• EXERCISE INPUTS

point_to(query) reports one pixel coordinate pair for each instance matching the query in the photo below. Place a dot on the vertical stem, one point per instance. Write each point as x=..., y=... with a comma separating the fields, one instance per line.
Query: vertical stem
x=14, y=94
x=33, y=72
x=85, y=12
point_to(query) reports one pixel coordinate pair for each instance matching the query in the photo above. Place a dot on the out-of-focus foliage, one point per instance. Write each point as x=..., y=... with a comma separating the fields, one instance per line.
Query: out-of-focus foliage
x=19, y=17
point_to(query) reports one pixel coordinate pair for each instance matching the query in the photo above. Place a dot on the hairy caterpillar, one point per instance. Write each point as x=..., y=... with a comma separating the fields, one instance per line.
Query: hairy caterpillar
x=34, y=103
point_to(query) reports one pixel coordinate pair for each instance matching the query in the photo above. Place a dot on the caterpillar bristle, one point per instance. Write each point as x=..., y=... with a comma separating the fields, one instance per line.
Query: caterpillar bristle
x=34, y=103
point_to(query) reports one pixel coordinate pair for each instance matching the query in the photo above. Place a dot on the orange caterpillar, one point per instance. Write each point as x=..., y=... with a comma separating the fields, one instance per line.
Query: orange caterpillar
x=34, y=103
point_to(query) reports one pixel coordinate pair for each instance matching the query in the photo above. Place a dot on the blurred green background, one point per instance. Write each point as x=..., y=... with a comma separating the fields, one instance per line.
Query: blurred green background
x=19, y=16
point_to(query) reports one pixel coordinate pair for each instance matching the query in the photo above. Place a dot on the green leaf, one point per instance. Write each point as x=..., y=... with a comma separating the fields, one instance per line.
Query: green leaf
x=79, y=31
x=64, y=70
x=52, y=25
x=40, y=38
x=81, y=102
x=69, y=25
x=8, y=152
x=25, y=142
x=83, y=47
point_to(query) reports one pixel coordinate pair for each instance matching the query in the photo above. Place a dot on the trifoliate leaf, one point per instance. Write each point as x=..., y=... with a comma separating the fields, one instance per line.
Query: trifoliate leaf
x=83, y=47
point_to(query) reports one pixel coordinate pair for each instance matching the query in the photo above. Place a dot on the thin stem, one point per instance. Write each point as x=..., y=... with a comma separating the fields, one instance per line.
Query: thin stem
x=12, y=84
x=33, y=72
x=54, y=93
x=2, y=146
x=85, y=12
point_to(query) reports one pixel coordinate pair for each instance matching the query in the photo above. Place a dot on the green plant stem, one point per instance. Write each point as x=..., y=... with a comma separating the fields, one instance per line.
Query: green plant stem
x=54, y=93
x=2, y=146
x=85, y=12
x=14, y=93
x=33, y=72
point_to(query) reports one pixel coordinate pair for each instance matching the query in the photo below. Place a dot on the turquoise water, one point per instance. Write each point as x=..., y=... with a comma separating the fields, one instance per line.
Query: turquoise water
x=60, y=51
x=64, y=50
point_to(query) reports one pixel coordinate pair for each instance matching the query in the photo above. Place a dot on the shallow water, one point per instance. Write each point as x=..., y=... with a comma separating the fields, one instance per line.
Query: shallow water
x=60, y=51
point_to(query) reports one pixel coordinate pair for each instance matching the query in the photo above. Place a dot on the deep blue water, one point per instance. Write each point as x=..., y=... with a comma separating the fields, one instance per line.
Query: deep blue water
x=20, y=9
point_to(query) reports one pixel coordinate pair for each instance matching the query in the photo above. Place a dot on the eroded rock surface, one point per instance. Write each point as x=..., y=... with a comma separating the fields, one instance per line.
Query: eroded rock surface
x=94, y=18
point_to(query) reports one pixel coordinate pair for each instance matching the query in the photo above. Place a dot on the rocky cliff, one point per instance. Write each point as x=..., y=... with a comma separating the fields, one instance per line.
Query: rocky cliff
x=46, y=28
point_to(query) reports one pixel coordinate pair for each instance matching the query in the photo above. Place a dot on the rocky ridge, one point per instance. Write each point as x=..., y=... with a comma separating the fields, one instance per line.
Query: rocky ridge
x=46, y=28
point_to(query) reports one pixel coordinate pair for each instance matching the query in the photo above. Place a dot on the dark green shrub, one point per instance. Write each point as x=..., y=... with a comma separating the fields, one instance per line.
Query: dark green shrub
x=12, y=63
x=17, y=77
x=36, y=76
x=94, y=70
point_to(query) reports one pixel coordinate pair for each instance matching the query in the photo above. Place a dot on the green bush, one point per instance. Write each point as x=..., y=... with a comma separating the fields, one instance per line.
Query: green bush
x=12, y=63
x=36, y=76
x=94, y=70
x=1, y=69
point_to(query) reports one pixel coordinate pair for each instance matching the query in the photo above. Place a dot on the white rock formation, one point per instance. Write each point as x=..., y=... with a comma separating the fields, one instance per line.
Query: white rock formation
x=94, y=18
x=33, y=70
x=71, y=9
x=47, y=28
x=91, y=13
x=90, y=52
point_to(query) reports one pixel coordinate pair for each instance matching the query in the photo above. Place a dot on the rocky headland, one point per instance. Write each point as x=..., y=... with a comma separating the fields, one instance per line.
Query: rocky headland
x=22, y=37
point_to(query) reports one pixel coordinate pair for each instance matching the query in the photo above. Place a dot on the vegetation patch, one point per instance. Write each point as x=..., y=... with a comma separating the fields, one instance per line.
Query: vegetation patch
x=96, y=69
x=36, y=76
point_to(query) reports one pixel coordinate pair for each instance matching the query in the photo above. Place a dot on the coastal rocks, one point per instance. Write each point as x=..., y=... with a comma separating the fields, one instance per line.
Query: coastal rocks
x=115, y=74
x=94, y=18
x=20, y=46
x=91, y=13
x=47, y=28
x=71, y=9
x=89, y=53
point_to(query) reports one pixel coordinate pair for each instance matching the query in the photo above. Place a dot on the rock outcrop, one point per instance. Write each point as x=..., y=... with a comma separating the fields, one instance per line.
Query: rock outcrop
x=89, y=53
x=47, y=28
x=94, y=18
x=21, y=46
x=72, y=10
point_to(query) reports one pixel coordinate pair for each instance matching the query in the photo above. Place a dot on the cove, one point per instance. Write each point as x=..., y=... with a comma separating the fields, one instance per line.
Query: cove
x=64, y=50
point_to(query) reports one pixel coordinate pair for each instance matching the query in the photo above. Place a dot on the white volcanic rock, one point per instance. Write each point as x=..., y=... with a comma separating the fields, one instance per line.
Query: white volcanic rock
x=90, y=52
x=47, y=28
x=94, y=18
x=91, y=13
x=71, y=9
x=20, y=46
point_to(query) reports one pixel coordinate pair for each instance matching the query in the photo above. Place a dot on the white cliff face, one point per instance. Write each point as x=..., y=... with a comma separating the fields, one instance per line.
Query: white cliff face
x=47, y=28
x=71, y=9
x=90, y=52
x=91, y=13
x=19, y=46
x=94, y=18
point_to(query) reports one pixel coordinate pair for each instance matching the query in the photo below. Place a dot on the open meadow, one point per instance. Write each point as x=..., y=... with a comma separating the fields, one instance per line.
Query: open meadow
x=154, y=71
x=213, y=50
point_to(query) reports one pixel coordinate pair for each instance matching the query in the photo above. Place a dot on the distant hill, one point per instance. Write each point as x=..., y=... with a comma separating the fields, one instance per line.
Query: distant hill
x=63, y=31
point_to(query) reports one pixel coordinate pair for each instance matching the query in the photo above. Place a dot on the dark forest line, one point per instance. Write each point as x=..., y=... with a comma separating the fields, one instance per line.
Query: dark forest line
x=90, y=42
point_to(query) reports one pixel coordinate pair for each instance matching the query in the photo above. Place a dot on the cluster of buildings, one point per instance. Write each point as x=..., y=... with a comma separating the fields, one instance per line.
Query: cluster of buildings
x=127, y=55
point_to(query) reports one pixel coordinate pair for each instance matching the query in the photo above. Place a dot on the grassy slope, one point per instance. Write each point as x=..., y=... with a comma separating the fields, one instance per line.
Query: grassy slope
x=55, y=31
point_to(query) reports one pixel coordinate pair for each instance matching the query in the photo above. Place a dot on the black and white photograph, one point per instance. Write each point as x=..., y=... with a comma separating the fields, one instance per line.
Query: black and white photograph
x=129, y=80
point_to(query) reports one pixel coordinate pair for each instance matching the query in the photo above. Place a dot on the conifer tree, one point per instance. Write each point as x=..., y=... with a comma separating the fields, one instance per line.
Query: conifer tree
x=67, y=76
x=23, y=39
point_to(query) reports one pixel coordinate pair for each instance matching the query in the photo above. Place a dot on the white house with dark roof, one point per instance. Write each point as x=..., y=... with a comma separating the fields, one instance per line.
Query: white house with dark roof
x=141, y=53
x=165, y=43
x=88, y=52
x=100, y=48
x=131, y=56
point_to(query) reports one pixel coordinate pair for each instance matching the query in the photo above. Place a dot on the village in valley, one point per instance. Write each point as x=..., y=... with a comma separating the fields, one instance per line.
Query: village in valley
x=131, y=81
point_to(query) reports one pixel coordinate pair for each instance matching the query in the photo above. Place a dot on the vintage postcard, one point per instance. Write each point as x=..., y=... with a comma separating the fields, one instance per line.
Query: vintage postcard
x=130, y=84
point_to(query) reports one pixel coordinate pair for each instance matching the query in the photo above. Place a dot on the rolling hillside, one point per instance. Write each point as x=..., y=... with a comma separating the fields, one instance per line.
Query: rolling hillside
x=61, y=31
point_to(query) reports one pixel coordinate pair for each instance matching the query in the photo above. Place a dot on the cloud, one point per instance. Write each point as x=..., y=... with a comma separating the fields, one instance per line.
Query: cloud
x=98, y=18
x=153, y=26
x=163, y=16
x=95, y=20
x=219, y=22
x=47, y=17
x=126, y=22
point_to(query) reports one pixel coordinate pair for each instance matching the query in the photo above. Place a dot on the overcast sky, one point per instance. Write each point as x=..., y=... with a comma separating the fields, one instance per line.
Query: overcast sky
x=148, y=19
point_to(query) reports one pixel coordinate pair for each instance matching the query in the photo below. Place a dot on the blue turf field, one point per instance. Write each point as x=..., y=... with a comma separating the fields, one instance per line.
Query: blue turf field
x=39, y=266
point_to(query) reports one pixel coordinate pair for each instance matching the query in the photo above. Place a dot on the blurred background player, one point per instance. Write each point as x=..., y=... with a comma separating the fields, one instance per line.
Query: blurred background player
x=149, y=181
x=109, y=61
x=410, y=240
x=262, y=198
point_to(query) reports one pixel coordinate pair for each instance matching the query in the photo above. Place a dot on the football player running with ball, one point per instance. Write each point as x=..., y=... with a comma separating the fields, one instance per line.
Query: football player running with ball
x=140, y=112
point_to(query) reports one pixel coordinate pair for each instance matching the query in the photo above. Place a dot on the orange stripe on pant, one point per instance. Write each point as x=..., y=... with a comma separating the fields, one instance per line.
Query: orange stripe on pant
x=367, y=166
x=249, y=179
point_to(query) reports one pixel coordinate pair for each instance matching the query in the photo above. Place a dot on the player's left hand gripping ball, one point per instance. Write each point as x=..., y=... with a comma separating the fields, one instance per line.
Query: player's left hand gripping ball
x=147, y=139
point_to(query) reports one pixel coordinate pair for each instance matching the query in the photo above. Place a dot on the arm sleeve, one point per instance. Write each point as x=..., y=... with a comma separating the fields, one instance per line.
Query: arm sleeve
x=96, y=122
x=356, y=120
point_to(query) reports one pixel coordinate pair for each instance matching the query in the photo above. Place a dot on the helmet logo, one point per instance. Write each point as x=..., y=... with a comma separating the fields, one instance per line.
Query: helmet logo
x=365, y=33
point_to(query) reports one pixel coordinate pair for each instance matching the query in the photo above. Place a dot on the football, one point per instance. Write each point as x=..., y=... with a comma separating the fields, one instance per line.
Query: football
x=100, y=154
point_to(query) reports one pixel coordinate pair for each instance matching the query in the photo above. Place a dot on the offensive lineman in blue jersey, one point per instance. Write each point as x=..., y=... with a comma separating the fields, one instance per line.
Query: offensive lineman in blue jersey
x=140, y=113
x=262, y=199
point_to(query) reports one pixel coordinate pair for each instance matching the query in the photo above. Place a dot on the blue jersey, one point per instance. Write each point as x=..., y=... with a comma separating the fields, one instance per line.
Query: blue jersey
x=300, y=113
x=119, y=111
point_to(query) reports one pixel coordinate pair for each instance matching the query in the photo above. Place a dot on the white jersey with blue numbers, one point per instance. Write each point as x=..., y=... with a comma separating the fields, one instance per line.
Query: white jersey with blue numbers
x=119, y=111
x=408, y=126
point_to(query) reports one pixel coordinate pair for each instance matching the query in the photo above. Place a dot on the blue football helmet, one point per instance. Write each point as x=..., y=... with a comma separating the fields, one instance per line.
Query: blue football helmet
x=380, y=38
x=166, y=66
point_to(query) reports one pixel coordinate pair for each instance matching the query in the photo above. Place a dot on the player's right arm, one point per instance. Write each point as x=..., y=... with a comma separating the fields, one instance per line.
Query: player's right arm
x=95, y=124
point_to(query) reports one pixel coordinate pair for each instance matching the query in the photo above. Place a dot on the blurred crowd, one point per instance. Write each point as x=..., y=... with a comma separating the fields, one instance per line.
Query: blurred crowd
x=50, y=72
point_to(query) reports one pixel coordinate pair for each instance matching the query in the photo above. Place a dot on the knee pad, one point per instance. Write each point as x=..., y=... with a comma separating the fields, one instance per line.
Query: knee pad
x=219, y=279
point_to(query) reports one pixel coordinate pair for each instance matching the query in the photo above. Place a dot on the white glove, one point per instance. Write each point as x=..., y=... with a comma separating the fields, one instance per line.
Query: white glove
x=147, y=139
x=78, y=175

• WHAT NEEDS TO BE DONE
In the listing, how many lines carry the string "below"? Answer with a number only.

• RESULT
4